Selected excerpt:
TALK: Mélanie Bouteloup, Director of Bétonsalon, Paris.

Kayla Elderton | DECember 20, 2016

Mélanie Bouteloup. Djavad Mowafaghian World Art Center, 2016. Photo: Cassidy Miller.

SFU Galleries invited Mélanie Bouteloup, Director of Bétonsalon and Villa Vassilieff to visit Vancouver and speak publicly about the Paris centre’s expansion and direction since its inception. In Bouteloup’s October 14, 2016 talk, she was quick to distinguish that an art centre within a university, is a foreign concept throughout France, contrary to our Canadian perspective.  Bétonsalon, co-founded by Bouteloup, is part of the Université Paris Diderot (Paris 7) campus and works to “question normalized forms of production, classification and distribution of knowledge” [1]. Bouteloup noted that the centre initially challenged the university’s students and faculty, but over the years they have learned to engage and collaborate in unexpected ways. Paris 7 offers a broad range of programs, excluding contemporary arts. This cultivates a unique opportunity for Bétonsalon to work with other disciplines and ways of thinking in a contemporary art context. One example of collaboration would be their project Parties Prenantes, which was conceived by Bouteloup and Paris 7 students. This project allows professors, students, artists, neighbours and passers-by to collaborate together through methodologies such as sociology, anthropology and journalism [1]. Parties Prenantes focuses on processes of collaboration rather than on the production of objects [1].

Most recently they have opened a new location for research and programming called Villa Vassilieff.  A site that was previously Marie Vassilieff’s studio, later turned academy. Marie Vassilieff was a Russian painter who moved to Paris in 1905 and began to practice as a student under Matisse [3]. Vassilieff was an avid part of the Montparnasse community, especially during WWI when she set up a canteen to help financially struggling artists and academics [3]. Between 1951 and 1963 Marc Vaux transformed the space into Musée du Montparnasse, which later changed to Annick Le Moine’s and then Charles Sablon’s gallery before returning to the Musée du Montparnasse from 2000 to 2013 [2]. In 2015 Bétonsalon took over the space, which is now known as Villa Vassilieff, and has a mandate to "reconnect with [its] history by inviting artists and researchers to look at past and present resources of Montparnasse from a contemporary perspective" [2]. It is also used as a “place for working and living, where to stimulate the blossoming of ideas, encounters and the sharing of knowledge" [2]. This path is made possible through the Pernod Ricard Fellowship which was created to help fund four inter­na­tional artists, cura­tors and researchers in res­i­dence every year [2].

Bertrand Prevost, Marc Vaux Archive, 2015 (c) Centre Pompidou - Mnam - Bibliotheque Kandinsky     

Their most recent research project Who Was Marc Vaux? explores an archive of glass negatives housed in the Centre Pompidou that were taken by Marc Vaux of “more than 6000 artists who were active in Paris between the early 1920s and the end of the 1960s” and their workspaces [2].  Marc Vaux was a French photographer, who died in 1971. His archive is a testament to the importance of documentation but “despite of the rich­ness of his archive, Marc Vaux remained a sec­ondary char­acter of art his­tory” [2]. Villa Vassilieff has been working alongside National Museum of Modern Art in Paris to recuperate these photographs and gather information about the artists, their works and their lives in Paris.

Dataset excerpt:
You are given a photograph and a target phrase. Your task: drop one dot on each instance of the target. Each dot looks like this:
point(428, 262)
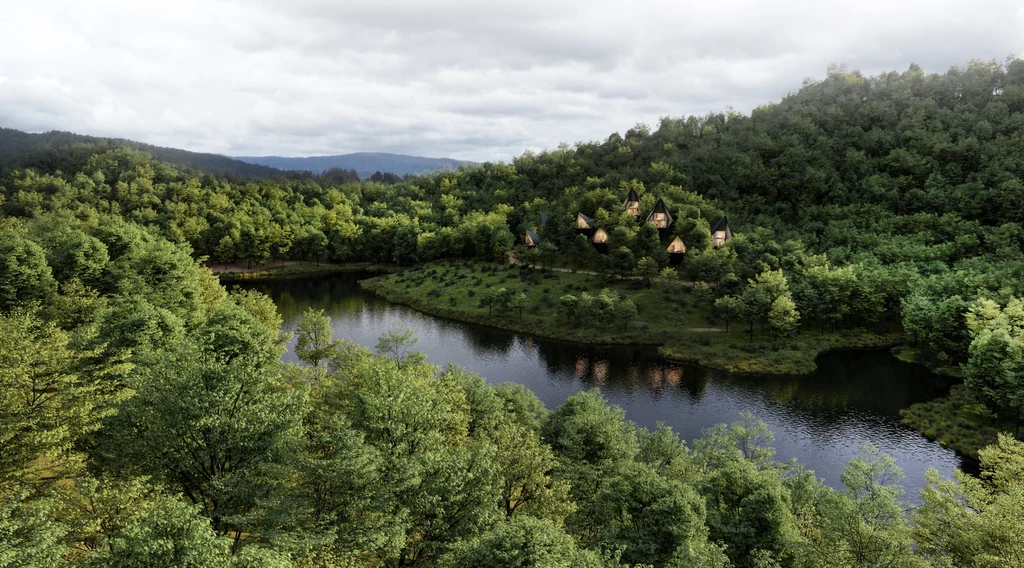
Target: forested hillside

Exercise:
Name every methodology that the article above on Mélanie Bouteloup's talk gives for collaboration in the Parties Prenantes project.

Response below:
Sociology, anthropology, and journalism.